Source text START
KRR: Efficient and Scalable Kernel Record Replay
Abstract
Modern kernels are large, complex, and plagued with bugs. Unfortunately, their large size and complexity make kernel failures very challenging for developers to diagnose since failures encountered in deployment are often notoriously difficult to reproduce. Although record-replay techniques provide the powerful ability to accurately record a failed execution and deterministically replay it, enabling advanced manual and automated analysis techniques, they are inefficient and do not scale with modern I/O-intensive, concurrent workloads. This paper introduces KRR, a kernel record-replay framework that provides a highly efficient execution recording mechanism by narrowing the scope of the record and replay boundary to the kernel. Unlike previous record-replay whole-stack approaches, KRR adopts a split-recorder design that employs the guest and the host to jointly record the kernel execution. Our evaluation demonstrates that KRR scales efficiently up to 8 cores, across a range of different workloads, including kernel compilation, RocksDB, and Nginx. When recording 8-core VMs that run RocksDB and kernel compilation, KRR incurs only a 1.52× ~ 2.79× slowdown compared to native execution, while traditional whole-VM RR suffers from 8.97× ~ 29.94× slowdown. We validate that KRR is practical and has a broad recording scope by reproducing 17 bugs across different Linux versions, including 6 non-deterministic bugs and 5 high-risk CVEs; KRR was able to record and reproduce all but one non-deterministic bug.
Source text END
Information START
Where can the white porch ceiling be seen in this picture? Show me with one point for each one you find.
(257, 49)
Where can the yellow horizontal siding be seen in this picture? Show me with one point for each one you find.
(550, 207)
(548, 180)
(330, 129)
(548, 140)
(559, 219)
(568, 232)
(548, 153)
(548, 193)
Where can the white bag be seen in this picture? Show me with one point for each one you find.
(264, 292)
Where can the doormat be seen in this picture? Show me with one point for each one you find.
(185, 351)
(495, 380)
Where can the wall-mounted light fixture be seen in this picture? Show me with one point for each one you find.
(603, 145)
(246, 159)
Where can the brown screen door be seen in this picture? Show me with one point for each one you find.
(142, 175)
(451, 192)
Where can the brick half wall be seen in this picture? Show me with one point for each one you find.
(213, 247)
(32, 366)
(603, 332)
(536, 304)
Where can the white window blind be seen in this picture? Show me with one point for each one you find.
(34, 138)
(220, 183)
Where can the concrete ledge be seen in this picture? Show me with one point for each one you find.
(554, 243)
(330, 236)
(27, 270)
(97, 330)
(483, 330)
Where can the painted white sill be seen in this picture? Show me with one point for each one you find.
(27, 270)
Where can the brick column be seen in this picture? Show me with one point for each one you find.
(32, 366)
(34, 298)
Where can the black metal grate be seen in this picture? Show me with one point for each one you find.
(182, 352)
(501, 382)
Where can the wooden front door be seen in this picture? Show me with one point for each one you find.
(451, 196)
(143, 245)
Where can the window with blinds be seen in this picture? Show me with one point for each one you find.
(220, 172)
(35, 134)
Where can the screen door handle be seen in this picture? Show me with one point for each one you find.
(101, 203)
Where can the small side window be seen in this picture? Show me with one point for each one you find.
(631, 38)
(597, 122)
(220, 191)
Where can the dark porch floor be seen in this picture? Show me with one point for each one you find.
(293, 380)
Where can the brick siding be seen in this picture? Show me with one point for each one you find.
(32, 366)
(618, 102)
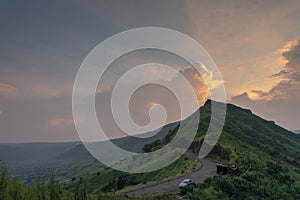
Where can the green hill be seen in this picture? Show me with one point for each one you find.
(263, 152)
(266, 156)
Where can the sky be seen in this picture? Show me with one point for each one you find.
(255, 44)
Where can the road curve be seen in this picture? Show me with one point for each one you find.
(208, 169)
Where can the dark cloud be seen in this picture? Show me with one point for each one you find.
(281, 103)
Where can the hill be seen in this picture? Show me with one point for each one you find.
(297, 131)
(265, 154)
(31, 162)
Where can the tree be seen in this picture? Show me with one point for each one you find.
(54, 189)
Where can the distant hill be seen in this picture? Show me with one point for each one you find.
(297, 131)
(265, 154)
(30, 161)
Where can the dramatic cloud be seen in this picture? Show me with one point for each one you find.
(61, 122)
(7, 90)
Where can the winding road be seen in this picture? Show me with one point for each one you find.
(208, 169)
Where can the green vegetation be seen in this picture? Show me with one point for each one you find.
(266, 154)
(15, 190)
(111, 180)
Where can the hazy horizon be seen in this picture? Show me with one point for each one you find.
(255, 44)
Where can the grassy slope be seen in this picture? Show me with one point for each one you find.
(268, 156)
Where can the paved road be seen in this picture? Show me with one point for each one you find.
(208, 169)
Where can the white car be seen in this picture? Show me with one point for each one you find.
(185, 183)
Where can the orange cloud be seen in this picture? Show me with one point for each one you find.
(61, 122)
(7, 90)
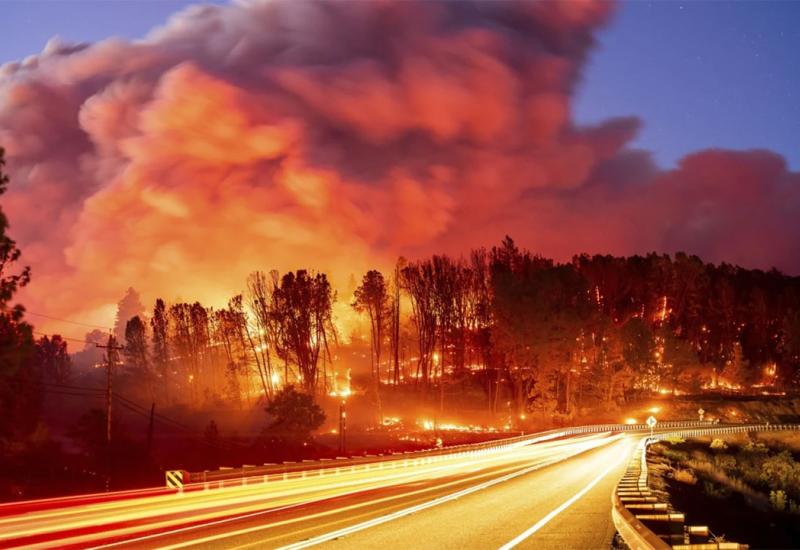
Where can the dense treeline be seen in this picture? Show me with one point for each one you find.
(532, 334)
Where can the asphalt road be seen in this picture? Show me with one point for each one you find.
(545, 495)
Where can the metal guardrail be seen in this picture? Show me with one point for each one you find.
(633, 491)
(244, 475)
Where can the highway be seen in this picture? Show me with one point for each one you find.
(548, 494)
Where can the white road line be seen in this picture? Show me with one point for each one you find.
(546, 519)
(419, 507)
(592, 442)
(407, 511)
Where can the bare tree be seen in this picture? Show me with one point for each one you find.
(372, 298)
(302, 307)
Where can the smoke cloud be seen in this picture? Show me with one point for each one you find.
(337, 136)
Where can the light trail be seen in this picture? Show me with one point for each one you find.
Information END
= About this task =
Please state the slowdown compared to native execution that the KRR abstract reports for recording 8-core VMs running RocksDB and kernel compilation.

= Expected answer =
KRR incurs a 1.52× to 2.79× slowdown.